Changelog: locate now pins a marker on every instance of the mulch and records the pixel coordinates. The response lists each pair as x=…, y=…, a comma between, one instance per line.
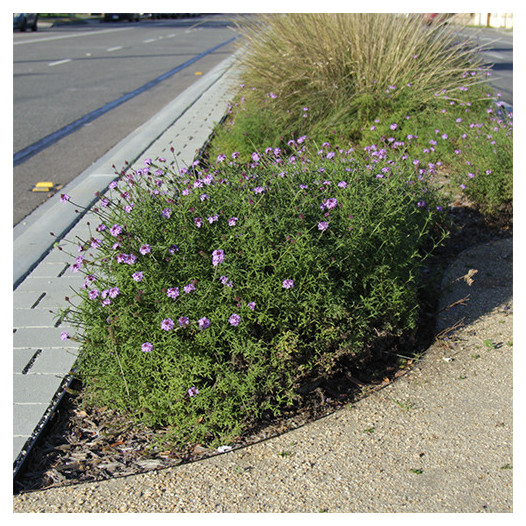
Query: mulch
x=82, y=445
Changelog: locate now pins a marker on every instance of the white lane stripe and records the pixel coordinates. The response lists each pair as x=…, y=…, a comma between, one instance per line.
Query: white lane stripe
x=60, y=37
x=59, y=62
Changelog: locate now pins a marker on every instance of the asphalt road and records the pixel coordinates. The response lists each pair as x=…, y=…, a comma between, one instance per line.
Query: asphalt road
x=64, y=74
x=497, y=50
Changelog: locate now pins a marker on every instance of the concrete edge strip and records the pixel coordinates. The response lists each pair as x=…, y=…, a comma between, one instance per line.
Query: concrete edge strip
x=30, y=245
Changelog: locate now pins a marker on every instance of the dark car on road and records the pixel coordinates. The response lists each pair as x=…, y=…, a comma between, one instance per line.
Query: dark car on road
x=23, y=21
x=115, y=17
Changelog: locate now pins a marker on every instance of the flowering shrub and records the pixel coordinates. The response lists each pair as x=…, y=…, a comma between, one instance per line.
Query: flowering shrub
x=373, y=78
x=211, y=296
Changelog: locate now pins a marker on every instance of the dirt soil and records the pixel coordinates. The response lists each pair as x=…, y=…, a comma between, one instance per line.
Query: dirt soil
x=80, y=445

▸ What to produce: Without the pictures, print the records in full, exactly as they appear.

▸ Task answer:
Changelog: locate now pins a marker on every instance of the mulch and records the pixel coordinates. The response lists each pair as x=…, y=…, a comma between, one instance per line.
Query: mulch
x=82, y=445
Changelog: locate now pins a marker on every instance of the white lane stripe and records the pixel coordinates. The response lists each pair as x=…, y=…, a comma between, one instance per line.
Query: white lane stripe
x=60, y=37
x=59, y=62
Changelog: locate now pins a marker on every instance of the asphalt road and records the pixel coordinates. The response lists each pair as x=…, y=…, a comma between, one instance per line.
Query: asphalt road
x=64, y=74
x=497, y=50
Changelog: locate now pins a marker on every instance of the concrete edge strip and records the pixel coordinates. The response lists each pair as x=…, y=…, a comma between, one instance per line.
Query: concrete edge strip
x=30, y=245
Changelog: locate now pins a marker on every instance of the dark car on road and records the pixel coordinates. The response lists each pair as x=…, y=…, a comma between, one instance per line.
Query: dark car on road
x=23, y=21
x=115, y=17
Changelog: locate now pins a marker on every instance of the flowering shrub and records the pixel coordinates. The response lists each pair as x=…, y=…, a comma between, one instance per line.
Query: flowering shrub
x=373, y=78
x=211, y=296
Changelog: locate now pins a marker on every instance of the dirt soil and records the pixel coordinates. The response lists each pair as x=…, y=…, a comma between, one instance per line.
Query: dirt soil
x=80, y=445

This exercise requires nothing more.